### BRIEF:
Without any images, output the records below verbatim.

***** EXTRACTED RECORDS *****

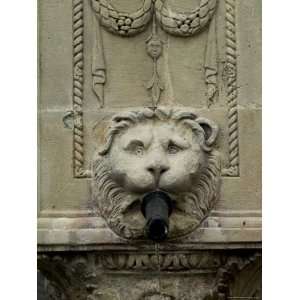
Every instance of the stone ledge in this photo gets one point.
(91, 233)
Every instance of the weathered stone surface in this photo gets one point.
(105, 59)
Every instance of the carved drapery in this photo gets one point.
(114, 21)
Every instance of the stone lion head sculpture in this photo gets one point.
(165, 149)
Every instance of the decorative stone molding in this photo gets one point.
(164, 149)
(82, 275)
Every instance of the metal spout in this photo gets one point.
(156, 208)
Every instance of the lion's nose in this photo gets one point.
(157, 168)
(157, 171)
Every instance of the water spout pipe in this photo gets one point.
(156, 208)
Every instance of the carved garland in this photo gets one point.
(116, 21)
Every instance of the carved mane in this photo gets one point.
(113, 201)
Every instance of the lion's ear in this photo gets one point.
(211, 130)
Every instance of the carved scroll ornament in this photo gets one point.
(99, 78)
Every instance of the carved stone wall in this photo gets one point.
(143, 95)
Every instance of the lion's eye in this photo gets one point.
(173, 149)
(139, 150)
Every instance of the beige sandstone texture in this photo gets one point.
(137, 96)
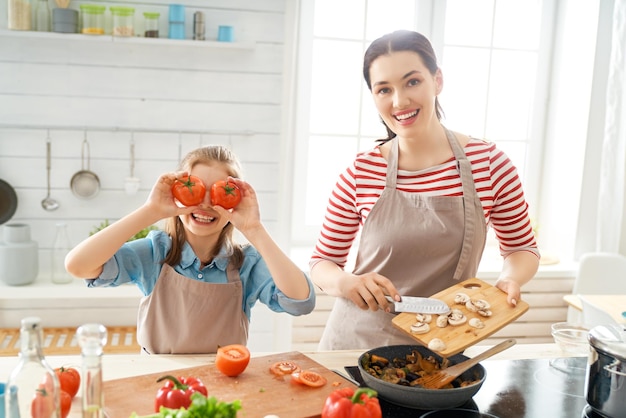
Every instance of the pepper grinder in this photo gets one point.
(92, 338)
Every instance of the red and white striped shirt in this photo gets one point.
(360, 185)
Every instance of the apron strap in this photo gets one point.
(469, 191)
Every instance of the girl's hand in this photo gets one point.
(368, 291)
(161, 200)
(246, 215)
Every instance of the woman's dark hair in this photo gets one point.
(401, 40)
(210, 155)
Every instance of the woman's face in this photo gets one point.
(404, 91)
(205, 221)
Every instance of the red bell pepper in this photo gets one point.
(176, 393)
(346, 403)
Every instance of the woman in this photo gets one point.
(421, 200)
(199, 285)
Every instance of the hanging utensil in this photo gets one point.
(85, 184)
(131, 184)
(49, 203)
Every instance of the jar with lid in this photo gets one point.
(151, 24)
(92, 19)
(19, 14)
(30, 375)
(123, 21)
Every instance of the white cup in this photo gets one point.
(131, 185)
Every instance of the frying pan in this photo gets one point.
(85, 184)
(8, 201)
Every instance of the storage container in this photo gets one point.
(92, 19)
(151, 24)
(123, 21)
(176, 21)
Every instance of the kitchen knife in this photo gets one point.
(419, 305)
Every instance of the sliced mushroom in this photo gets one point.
(437, 344)
(420, 328)
(442, 321)
(456, 317)
(476, 305)
(461, 298)
(476, 323)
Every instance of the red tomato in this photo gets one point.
(42, 405)
(281, 368)
(189, 190)
(66, 403)
(225, 194)
(232, 359)
(309, 378)
(69, 379)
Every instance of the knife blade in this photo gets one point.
(417, 304)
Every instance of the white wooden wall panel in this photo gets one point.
(110, 87)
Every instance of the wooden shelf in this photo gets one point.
(128, 39)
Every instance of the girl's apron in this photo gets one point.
(185, 316)
(423, 244)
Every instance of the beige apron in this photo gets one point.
(186, 316)
(423, 244)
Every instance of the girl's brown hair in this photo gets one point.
(211, 154)
(401, 40)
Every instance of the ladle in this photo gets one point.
(49, 203)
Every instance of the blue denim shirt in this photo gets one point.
(139, 262)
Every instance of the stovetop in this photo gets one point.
(534, 388)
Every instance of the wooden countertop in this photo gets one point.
(117, 366)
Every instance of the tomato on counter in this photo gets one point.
(232, 359)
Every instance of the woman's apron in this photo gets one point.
(186, 316)
(423, 244)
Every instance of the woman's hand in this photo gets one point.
(368, 291)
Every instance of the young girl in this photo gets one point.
(199, 286)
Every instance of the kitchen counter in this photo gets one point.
(127, 365)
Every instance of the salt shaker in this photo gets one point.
(33, 388)
(92, 338)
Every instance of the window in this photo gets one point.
(495, 58)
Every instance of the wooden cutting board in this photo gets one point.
(458, 338)
(260, 392)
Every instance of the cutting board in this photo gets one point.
(260, 392)
(458, 338)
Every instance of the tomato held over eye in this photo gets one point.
(189, 190)
(232, 359)
(225, 194)
(308, 378)
(69, 379)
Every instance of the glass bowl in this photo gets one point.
(571, 338)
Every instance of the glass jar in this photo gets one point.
(123, 21)
(92, 19)
(151, 24)
(19, 14)
(32, 378)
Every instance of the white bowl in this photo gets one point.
(571, 338)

*****

### TASK ANSWER:
Every instance of the stone ledge in this photo gets one point.
(91, 233)
Every instance of the weathered stone surface in this photo gets one point.
(105, 59)
Every instance of the carved drapery in this photo gets one point.
(114, 21)
Every instance of the stone lion head sculpture in this photo gets one point.
(165, 149)
Every instance of the decorative stone molding in this photo gets one point.
(164, 149)
(82, 275)
Every instance of the metal spout in this photo gets one point.
(156, 208)
Every instance of the lion's nose in this photo gets one point.
(157, 168)
(157, 171)
Every instance of the water spout pipe in this photo gets one point.
(156, 208)
Every instance of the carved garland in this photo gets one point.
(116, 21)
Every instance of the carved mane in this photo gets one point.
(113, 201)
Every instance of the lion's ear in this photo gets one point.
(211, 130)
Every instance of the carved scroll ornament in this photo gets one point.
(99, 78)
Every instance of the carved stone wall in this photo gets one point.
(143, 95)
Every instance of the lion's eye in this photo gets one point.
(173, 149)
(139, 150)
Every instance of the beige sandstone texture in this photo gets one point.
(137, 96)
Every instance of the pepper grinder in this photo gets one point.
(92, 338)
Every instance of the red and white striped shirt in this photo gets one point.
(360, 185)
Every instance of the apron strap in this photo gets one point.
(469, 191)
Every instance of the girl's hand in this photo gets one point.
(368, 291)
(161, 200)
(246, 215)
Every instance of the woman's dark hair in this photo gets one point.
(401, 40)
(210, 155)
Every instance of the woman's face in this photo gets one point.
(404, 91)
(205, 221)
Every instance of the red bell pepper in this photo gets one point.
(176, 393)
(346, 403)
Every instance of the woman in this photo gets one point.
(421, 200)
(199, 285)
Every instance of the hanging utensil in this photo gets one point.
(85, 184)
(131, 184)
(49, 203)
Every instance of the jar with lid in this photo gets one point.
(151, 24)
(92, 19)
(19, 14)
(30, 375)
(123, 21)
Every instance of the white cup in this photo gets one point.
(131, 185)
Every instance of the frying pan in this photo gets one point.
(85, 184)
(8, 201)
Every instance of the storage container in this photo gets one point.
(92, 19)
(151, 24)
(123, 21)
(176, 21)
Every instance of the kitchen knife in this photo gets one point.
(419, 305)
Every instance of the sliced mushroom in this photo gets one point.
(437, 344)
(420, 328)
(442, 321)
(456, 317)
(476, 305)
(461, 298)
(476, 323)
Every instance of the red tomato in this photo gets one point.
(42, 405)
(281, 368)
(189, 190)
(66, 403)
(225, 194)
(232, 359)
(309, 378)
(69, 379)
Every instance of the knife blade in this photo gets one point.
(417, 304)
Every instance of the white wooden wall panel in this photo gets one point.
(110, 87)
Every instance of the wooden shelf in this photo gets one point.
(128, 39)
Every instance of the girl's apron in this photo gets one point.
(185, 316)
(423, 244)
Every instance of the beige apron in this photo gets one point.
(186, 316)
(423, 244)
Every instance of the girl's brown hair in this photo gets one point.
(211, 154)
(401, 40)
Every instance of the ladle in this photo gets one point.
(49, 203)
Every instance of the blue denim shirt in this photo gets one point.
(139, 262)
Every instance of the stovetop in this photo gets one point.
(534, 388)
Every instance of the wooden countertop in this photo gets one point.
(117, 366)
Every instance of the tomato on counter in this photo gets one point.
(232, 359)
Every instance of the woman's apron in this photo gets one point.
(186, 316)
(423, 244)
Every instance of the woman's hand in this photo gets one point.
(368, 291)
Every instance of the young girl in this photo gets one point.
(199, 286)
Every instance of the kitchen counter in this photo gets one point.
(127, 365)
Every instance of the salt shaker in this photo gets one point.
(33, 388)
(92, 338)
Every instance of the window in this photo gets one point.
(495, 58)
Every instance of the wooden cutting board in this photo gets one point.
(458, 338)
(260, 392)
Every instance of the cutting board in this photo gets one point.
(260, 392)
(458, 338)
Every instance of the tomato held over eye in this photo gets one point.
(189, 190)
(232, 359)
(225, 194)
(308, 378)
(69, 379)
Every instance of the glass bowl in this photo gets one point.
(571, 338)
Every instance of the glass jar in this photo gets one point.
(123, 21)
(92, 19)
(151, 24)
(19, 14)
(32, 378)
Every instance of the white bowl in this photo gets one point.
(571, 338)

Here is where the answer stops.